/---

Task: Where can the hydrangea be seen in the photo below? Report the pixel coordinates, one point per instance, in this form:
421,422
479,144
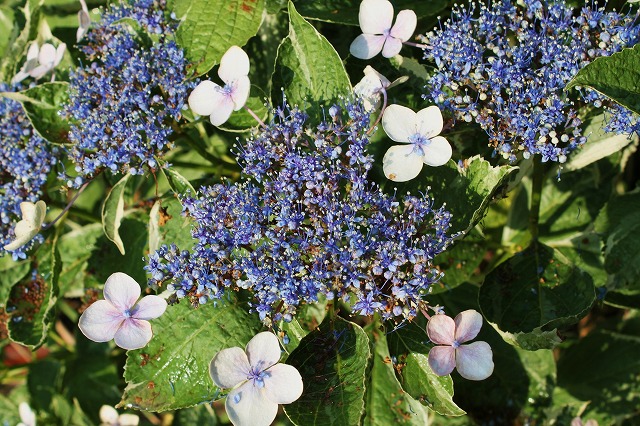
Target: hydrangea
25,162
305,220
124,100
505,66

\---

PROBLEM STATEMENT | Write out every item above word for word, line by line, leaving out the pictures.

ANSWER |
Task: Where can the hydrangea be seen in the photo below? Report the pixel coordinates, one point per instance, in this form:
421,422
479,144
Target: hydrangea
25,162
305,220
124,100
505,66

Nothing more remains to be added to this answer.